─── SUPPLIED ENTRIES ───

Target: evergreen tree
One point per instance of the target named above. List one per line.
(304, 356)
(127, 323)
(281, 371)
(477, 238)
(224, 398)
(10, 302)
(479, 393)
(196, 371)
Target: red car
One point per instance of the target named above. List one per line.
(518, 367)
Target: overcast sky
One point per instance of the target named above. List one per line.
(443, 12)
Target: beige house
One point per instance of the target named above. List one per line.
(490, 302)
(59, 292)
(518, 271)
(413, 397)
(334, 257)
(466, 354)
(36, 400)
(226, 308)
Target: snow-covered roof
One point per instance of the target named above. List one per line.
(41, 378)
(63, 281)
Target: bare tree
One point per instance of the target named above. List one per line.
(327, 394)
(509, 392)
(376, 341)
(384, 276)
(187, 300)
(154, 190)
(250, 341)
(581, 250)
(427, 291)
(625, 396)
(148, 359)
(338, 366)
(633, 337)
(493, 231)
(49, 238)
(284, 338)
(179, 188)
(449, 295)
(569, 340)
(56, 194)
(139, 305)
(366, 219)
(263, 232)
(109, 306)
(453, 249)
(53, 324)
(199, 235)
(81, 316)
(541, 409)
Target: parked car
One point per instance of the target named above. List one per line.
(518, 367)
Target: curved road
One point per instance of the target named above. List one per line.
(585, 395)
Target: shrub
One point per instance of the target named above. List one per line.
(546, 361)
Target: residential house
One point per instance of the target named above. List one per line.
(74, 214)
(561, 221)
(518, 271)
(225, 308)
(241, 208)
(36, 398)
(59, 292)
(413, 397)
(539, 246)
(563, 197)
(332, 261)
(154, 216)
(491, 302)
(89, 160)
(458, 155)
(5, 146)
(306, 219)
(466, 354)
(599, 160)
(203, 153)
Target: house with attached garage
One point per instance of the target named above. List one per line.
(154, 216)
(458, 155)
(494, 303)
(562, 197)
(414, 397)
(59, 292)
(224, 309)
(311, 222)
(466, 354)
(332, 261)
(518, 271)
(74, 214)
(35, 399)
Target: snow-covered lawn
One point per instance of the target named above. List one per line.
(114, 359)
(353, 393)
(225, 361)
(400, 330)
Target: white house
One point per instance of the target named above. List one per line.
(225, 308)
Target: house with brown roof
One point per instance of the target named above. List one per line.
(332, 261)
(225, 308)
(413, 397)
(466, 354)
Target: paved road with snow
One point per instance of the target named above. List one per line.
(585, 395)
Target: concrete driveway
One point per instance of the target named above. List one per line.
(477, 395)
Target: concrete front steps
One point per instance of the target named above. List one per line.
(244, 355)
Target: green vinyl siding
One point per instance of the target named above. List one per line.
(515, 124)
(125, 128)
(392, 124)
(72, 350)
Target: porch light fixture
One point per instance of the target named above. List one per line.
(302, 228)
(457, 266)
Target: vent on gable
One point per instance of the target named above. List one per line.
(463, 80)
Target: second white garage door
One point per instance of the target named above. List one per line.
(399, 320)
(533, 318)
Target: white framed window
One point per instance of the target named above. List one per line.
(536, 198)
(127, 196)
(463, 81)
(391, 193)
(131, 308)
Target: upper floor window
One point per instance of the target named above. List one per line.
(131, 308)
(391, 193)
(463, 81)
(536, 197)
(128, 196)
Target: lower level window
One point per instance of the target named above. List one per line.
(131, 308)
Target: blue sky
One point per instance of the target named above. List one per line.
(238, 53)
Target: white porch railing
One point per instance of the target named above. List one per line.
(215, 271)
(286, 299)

───

• GIVEN TASK:
Print out all the entries precisely as written.

• PROBLEM SOLUTION:
Target: evergreen tree
One point per instance of the target named above. List one per line.
(304, 356)
(127, 323)
(281, 371)
(477, 238)
(224, 398)
(10, 302)
(479, 393)
(196, 371)
Target: red car
One point per instance of the target named above. List one per line.
(518, 367)
Target: overcast sky
One point per instance of the target named above. List one per line.
(443, 12)
Target: beige house
One point per instance of the target named above. List one per line.
(490, 302)
(59, 292)
(518, 271)
(413, 397)
(334, 257)
(466, 354)
(36, 400)
(226, 308)
Target: snow-covered roof
One point per instance of the target named above. List one per line.
(41, 378)
(63, 281)
Target: bare tree
One point per instance of the target named above. List one per line.
(327, 394)
(509, 392)
(376, 341)
(384, 276)
(187, 300)
(154, 190)
(250, 341)
(581, 250)
(427, 291)
(625, 396)
(148, 359)
(338, 366)
(633, 337)
(493, 231)
(49, 238)
(284, 338)
(179, 188)
(449, 295)
(569, 340)
(56, 194)
(139, 305)
(366, 219)
(263, 232)
(109, 306)
(453, 249)
(53, 324)
(199, 235)
(81, 316)
(541, 409)
Target: parked car
One point per instance of the target named above. List one per line.
(518, 367)
Target: curved road
One point per instance of the target named above. List one per line.
(585, 395)
Target: shrub
One point per instance of the target named above. List one per line.
(546, 361)
Target: residential house
One point per instance of the target named above. List one per line.
(74, 214)
(561, 221)
(518, 271)
(225, 308)
(241, 208)
(36, 398)
(59, 292)
(413, 397)
(539, 246)
(563, 197)
(332, 261)
(154, 216)
(491, 302)
(89, 160)
(458, 155)
(5, 146)
(306, 219)
(466, 354)
(599, 160)
(203, 153)
Target: house with attached garage
One point per instance of the target named above. List one per line.
(154, 216)
(458, 155)
(494, 303)
(562, 197)
(414, 397)
(59, 292)
(224, 309)
(311, 222)
(466, 354)
(332, 261)
(518, 271)
(74, 214)
(35, 399)
Target: snow-covered lawn
One point per instance of the target named above. List one per line.
(114, 359)
(353, 393)
(225, 361)
(400, 330)
Target: white house
One point per instance of the target named above. List one per line.
(225, 308)
Target: house with brown roof
One point per instance of the target named above. List one per line.
(332, 261)
(225, 308)
(413, 397)
(466, 354)
Target: paved road with snow
One point per instance of the target named above. List one per line.
(585, 395)
Target: concrete driveway
One point per instance of the target named above. List one per line.
(477, 395)
Target: concrete front steps
One point per instance of the target named above. List one per line.
(244, 355)
Target: green vinyl siding
One point per instance of the target named above. List one per line.
(515, 124)
(125, 128)
(392, 124)
(72, 350)
Target: porch light fixture
One point per instance of the target named above. List one per line.
(302, 228)
(457, 266)
Target: vent on gable
One point per instance of the target named above. List one per line.
(463, 80)
Target: second white garage door
One point per instance of the target named above. List one per line.
(399, 320)
(533, 318)
Target: white framed window
One point per instance of the target named above. List one per line.
(536, 198)
(127, 196)
(463, 81)
(391, 193)
(131, 308)
Target: upper floor window
One point per instance of the target named above. List one per line.
(131, 308)
(391, 193)
(463, 81)
(536, 197)
(128, 196)
Target: lower level window
One point per instance of the target named above. List one per line.
(131, 308)
Target: blue sky
One point per instance of the target named above. List one per line.
(238, 53)
Target: white porch railing
One point per instance of the target named above. List one per line.
(215, 271)
(286, 299)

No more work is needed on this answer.